* BEGIN *

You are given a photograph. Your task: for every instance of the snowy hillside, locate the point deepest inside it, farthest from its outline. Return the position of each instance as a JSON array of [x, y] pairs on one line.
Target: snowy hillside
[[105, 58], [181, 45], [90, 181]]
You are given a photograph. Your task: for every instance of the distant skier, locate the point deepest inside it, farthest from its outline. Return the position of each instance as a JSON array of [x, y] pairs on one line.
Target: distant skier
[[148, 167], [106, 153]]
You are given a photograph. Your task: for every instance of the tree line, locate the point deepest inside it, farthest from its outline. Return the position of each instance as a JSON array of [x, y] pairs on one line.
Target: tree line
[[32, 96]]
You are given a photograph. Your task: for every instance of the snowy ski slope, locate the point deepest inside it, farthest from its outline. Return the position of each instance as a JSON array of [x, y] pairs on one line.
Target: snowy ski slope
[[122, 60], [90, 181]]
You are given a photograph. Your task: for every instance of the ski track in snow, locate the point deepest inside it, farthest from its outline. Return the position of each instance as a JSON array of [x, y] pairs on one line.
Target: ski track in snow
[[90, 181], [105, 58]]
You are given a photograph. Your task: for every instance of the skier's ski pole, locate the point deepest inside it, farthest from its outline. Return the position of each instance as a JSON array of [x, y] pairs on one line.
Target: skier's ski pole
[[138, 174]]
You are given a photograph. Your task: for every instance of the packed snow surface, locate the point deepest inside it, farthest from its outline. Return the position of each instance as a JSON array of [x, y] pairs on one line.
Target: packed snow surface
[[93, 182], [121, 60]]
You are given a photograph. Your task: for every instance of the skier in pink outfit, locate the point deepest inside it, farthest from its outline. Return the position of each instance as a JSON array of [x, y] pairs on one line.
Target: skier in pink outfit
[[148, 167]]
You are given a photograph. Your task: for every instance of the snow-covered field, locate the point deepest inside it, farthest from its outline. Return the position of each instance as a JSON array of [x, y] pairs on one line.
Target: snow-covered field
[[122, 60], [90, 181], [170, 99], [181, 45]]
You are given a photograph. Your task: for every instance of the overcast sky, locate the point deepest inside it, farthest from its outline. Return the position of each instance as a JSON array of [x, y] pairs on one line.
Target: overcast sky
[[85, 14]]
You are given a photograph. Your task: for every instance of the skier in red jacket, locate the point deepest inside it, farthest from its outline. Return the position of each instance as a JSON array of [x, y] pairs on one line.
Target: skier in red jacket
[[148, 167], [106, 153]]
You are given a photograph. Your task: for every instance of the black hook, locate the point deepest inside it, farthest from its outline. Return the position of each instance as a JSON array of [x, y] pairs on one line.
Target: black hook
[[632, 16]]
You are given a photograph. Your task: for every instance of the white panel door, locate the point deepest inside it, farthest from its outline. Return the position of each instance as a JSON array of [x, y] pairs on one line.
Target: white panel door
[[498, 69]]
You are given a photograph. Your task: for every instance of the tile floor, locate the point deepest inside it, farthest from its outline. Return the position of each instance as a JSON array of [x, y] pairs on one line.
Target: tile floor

* END *

Edit all of the entries above so that every "deepest" becomes "innermost", and leave the rest of the text unchanged.

You are given a photograph. Your task: for every instance of the snowy hillside, locate the point innermost inside it, farthest from its outline. Return the position of each instance as a JSON array of [x, y] pairs on one line.
Target: snowy hillside
[[105, 58], [181, 45], [90, 181]]
You are given a photograph. Your task: for every instance of the distant skier, locate the point innermost inside it, farthest from its outline. Return the position of each instance as a JSON array of [x, y] pairs on one line.
Target: distant skier
[[148, 167], [106, 153]]
You are given a photograph. Your task: for every instance of the tree line, locate the point innermost inside it, farthest from its outline. Return the position of each instance as a JSON array of [x, y] pairs on one line.
Target: tree line
[[32, 96]]
You are given a photograph. Your task: for every instance of the snowy ski slope, locate the point innermost inside it, farthest from its outline. Return the position of each instance as a JSON array of [x, y] pairs on one line.
Target: snowy ski slope
[[122, 60], [90, 181]]
You are given a photograph. Your task: for every instance of the ski track in snow, locate the point innermost inside it, farthest from its outline. Return the position of each instance as a JSON array of [x, y] pairs on one line.
Target: ski track in snow
[[90, 181], [105, 58]]
You are given a photograph. Your task: for every instance of the skier's ski pole, locate the point innermost inside it, farthest from its outline. Return the position of each instance as a JSON array of [x, y] pairs on one line.
Target: skier's ski pole
[[138, 174]]
You are given a photograph. Your task: for every instance of the packed snow surface, locate the point innermost inside it, farthest from its outline. Return the position of each instance as a JSON array of [x, y] pairs on one line.
Target: packed snow surface
[[93, 182], [121, 60]]
You are given a photograph. Your task: for every instance of the skier in pink outfit, locate the point innermost inside it, farthest from its outline. Return the position of each instance as a JSON array of [x, y] pairs on one line.
Target: skier in pink outfit
[[148, 167]]
You are given a photograph. Your task: for every instance of the snow-covered field, locate the point innermost inside it, farthest from its outline. Return the position of each instance as a JSON array of [x, y] pairs on one line.
Target: snow-covered field
[[122, 60], [90, 181], [170, 99], [181, 45]]
You are given a photograph. Your task: for every instance of the overcast sky, locate the point innermost inside it, farthest from its outline. Return the position of each instance as a JSON array of [x, y] pairs on one line.
Target: overcast sky
[[85, 14]]
You are given a photograph. Your task: for every instance of the skier in red jacket, locate the point innermost inside it, farthest from its outline. Return the position of each instance as a JSON array of [x, y] pairs on one line.
Target: skier in red jacket
[[148, 167], [106, 153]]
You are given a photograph. Your task: for every instance of the black hook, locate the point innermost inside it, farthest from its outline. Return the position of each instance as a JSON array of [x, y] pairs on one line.
Target: black hook
[[632, 16]]
You are given a photograph. Your task: for every instance of the white panel door, locate the point innermost inside it, farthest from its outline. Return the position of each instance as a JSON array of [x, y] pairs on one line.
Target: white panel door
[[498, 69]]
You are given a photograph. Your task: for every instance of the tile floor, locate the point innermost inside it, farthest from its outline. Return the position of each instance as a JSON array of [x, y] pairs on one line.
Target: tile floor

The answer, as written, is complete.